* _Task objective_
Type the records out again in full, exactly.

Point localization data
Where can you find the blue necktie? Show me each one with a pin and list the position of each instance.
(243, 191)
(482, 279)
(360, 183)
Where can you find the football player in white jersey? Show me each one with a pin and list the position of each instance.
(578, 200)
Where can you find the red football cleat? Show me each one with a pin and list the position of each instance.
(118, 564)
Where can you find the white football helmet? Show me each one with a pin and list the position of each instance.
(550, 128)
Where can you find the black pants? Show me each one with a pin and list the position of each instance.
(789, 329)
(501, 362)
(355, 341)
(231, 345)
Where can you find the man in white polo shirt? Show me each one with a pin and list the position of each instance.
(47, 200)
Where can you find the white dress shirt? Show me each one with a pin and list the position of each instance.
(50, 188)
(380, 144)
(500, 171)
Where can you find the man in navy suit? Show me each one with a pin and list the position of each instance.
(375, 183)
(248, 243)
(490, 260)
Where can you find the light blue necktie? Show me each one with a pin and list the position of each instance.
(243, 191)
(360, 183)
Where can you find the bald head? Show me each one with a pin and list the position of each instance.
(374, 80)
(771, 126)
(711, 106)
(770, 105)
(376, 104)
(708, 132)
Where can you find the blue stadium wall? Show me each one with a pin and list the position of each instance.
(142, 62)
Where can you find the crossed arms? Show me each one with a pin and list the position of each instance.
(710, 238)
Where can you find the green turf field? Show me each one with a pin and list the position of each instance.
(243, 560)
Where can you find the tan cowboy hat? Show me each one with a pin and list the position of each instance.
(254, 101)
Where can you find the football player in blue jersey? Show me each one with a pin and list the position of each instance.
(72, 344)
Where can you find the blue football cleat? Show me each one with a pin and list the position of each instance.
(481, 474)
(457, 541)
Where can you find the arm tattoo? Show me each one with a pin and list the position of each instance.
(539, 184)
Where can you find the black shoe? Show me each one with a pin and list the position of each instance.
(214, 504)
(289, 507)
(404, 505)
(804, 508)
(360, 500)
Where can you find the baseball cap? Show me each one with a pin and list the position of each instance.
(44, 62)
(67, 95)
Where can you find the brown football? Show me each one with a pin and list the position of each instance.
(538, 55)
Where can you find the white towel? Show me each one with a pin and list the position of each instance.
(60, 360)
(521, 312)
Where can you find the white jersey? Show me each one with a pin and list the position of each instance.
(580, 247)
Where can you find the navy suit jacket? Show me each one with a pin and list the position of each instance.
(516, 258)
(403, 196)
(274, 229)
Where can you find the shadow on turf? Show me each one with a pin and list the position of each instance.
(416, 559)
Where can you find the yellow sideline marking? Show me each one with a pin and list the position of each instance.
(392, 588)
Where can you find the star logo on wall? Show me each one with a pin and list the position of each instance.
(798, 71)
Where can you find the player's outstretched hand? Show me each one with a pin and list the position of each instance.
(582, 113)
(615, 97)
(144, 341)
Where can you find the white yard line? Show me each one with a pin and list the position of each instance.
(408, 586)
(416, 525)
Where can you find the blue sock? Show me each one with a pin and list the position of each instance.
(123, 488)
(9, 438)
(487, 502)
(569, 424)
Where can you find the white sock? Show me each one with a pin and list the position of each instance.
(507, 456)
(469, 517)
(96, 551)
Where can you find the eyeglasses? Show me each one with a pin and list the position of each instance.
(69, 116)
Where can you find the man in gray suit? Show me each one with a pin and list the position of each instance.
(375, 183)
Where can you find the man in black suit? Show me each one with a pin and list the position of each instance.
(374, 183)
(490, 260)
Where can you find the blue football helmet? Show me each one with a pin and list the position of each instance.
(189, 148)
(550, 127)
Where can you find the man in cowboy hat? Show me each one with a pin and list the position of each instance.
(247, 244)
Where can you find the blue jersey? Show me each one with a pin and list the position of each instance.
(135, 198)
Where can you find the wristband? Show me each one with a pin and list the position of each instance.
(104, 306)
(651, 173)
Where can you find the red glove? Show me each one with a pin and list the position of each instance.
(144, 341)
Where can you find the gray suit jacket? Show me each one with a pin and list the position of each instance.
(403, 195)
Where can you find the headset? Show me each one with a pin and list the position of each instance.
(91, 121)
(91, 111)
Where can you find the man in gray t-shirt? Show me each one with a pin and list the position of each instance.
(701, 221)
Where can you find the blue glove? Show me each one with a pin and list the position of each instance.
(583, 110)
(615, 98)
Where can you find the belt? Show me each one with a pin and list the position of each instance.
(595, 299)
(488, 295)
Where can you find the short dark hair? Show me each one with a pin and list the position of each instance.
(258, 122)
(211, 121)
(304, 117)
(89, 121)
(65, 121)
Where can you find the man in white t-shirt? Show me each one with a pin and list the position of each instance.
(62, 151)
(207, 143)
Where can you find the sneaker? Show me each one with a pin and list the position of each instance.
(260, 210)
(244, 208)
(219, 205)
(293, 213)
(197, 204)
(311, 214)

* _Solution below_
Where can you find the blue necktie? Show me each one with a pin and list the position of each instance.
(243, 191)
(482, 279)
(360, 183)
Where can you find the football player in white jersey? Show me each one with a pin and list the position of each instance.
(578, 200)
Where can you find the red football cleat? Show me each one with a pin and list the position of each instance.
(118, 564)
Where can you find the white football helmet? Show me each one with a pin and list the position of each instance.
(550, 128)
Where can you find the black pants? Show me each one with a pin and list the position of each instance.
(789, 329)
(501, 362)
(355, 341)
(231, 345)
Where can you find the man in white polo shirt? Show me each one with a pin and list the position of each instance.
(47, 200)
Where can you find the white dress shirt? Show me each one with a pin and list the position of each instance.
(50, 188)
(380, 144)
(500, 171)
Where can you find the man in navy suit? Show me each one with a pin and list the position of each instance.
(375, 183)
(248, 243)
(490, 260)
Where can you find the light blue necktie? Show me each one with a pin and list the position of each instance.
(243, 191)
(360, 183)
Where can you find the bald head? Show me each one with a pin and list the position of each instance.
(374, 80)
(771, 126)
(711, 106)
(770, 105)
(376, 104)
(708, 132)
Where can you find the blue stadium wall? Show me each one with a pin and list the position of each instance.
(142, 62)
Where can you find the crossed arms? Show me each one with a pin and list the position of each instance.
(710, 238)
Where can you find the green turf field? Show me each one with a pin and list the position of each instance.
(243, 560)
Where can you find the tan cowboy hat? Show me each one with a pin and list the position of each instance.
(254, 101)
Where can you find the football player in blue jersey? Show me each one with a pin and list the position of each instance.
(72, 344)
Where can you find the blue football cleat? Show me each one with a pin and list the position of each instance.
(481, 474)
(457, 541)
Where can you find the arm tattoo? Show me each one with a pin and list the position of each instance.
(539, 184)
Where can you find the black shoe? Show me each one with a pin and list the position of each instance.
(214, 504)
(289, 507)
(404, 505)
(804, 508)
(360, 500)
Where can you find the baseball cap? Show me each one with a pin and list the position of each instance.
(44, 62)
(67, 95)
Where can you find the brown football? Show me each one with a pin and list the position of each instance.
(538, 55)
Where can you find the white towel? Show me each one with a pin and list the position of each instance.
(60, 360)
(521, 312)
Where can you find the white jersey? Show me each one with a pin and list the position of each instance.
(580, 247)
Where can you find the navy suit jacket? Show me each one with a pin and list the position of each instance.
(516, 258)
(403, 196)
(274, 229)
Where can you find the shadow on turf? Show me each one with a pin and list the position of each instance.
(416, 559)
Where can you find the yellow sideline marking? Show me each one with a pin and list the position of each instance.
(392, 588)
Where can you find the star logo on wall? Show me each one with a pin and list the position of each instance.
(798, 71)
Where can you find the player's outstretched hand? Show me each one with a pin and list the position of each instance.
(582, 113)
(615, 97)
(144, 341)
Where can you find the white yard line? Show me each one with a pin and list the position of each instance.
(408, 586)
(416, 525)
Where can you find the blue sock? Show me each one with a pin and list the position of each instance.
(123, 488)
(9, 438)
(487, 502)
(569, 424)
Where can you find the white sock? Show me each one with a pin and list the position of each instance.
(507, 456)
(469, 517)
(96, 551)
Where can you find the eyeglasses? Show me each one with a pin and list the position of each instance.
(69, 116)
Where can you find the man in gray suit? Show me each one with a pin and list the position of each instance.
(375, 183)
Where can you find the man in black suit? Show me each one with a pin and list the position of each instance.
(374, 183)
(490, 260)
Where can you find the blue football helmet? Show me each one with a pin and list the position of each instance.
(189, 148)
(550, 127)
Where can you find the man in cowboy hat? Show me each one with a pin and list the position of each instance.
(247, 244)
Where can you find the blue jersey? Show me each one with a pin and list the position of each instance.
(135, 198)
Where can you find the wristband? Show me each one with a pin and list the position of each instance.
(104, 306)
(651, 173)
Where can you find the red glove? Show me each one with a pin and list the position of each instance.
(144, 341)
Where can you find the gray suit jacket? Show me each one with a pin and list the position of each instance.
(403, 195)
Where can you find the headset? Show me each one with a pin and list the position of each instance.
(91, 121)
(91, 111)
Where can you find the man in gray t-shirt? Show me each one with a pin and list the position of each instance.
(701, 221)
Where can you find the blue glove? Show me each one with a pin and list the position of each instance.
(583, 110)
(615, 98)
Where can you find the belt? Show me each one with a pin and list the position of each instance.
(595, 299)
(488, 295)
Where can you find the short dark hair? Show me each one with a pin and list the position of each instance.
(258, 122)
(211, 121)
(304, 117)
(89, 121)
(65, 121)
Where can you find the man in white t-shirt? Show me each one with a pin and list the position of each instance.
(62, 151)
(207, 143)
Where can you find the sneaker? Show me each one with a pin and list the position of each instance.
(260, 210)
(244, 208)
(219, 205)
(293, 213)
(197, 204)
(311, 214)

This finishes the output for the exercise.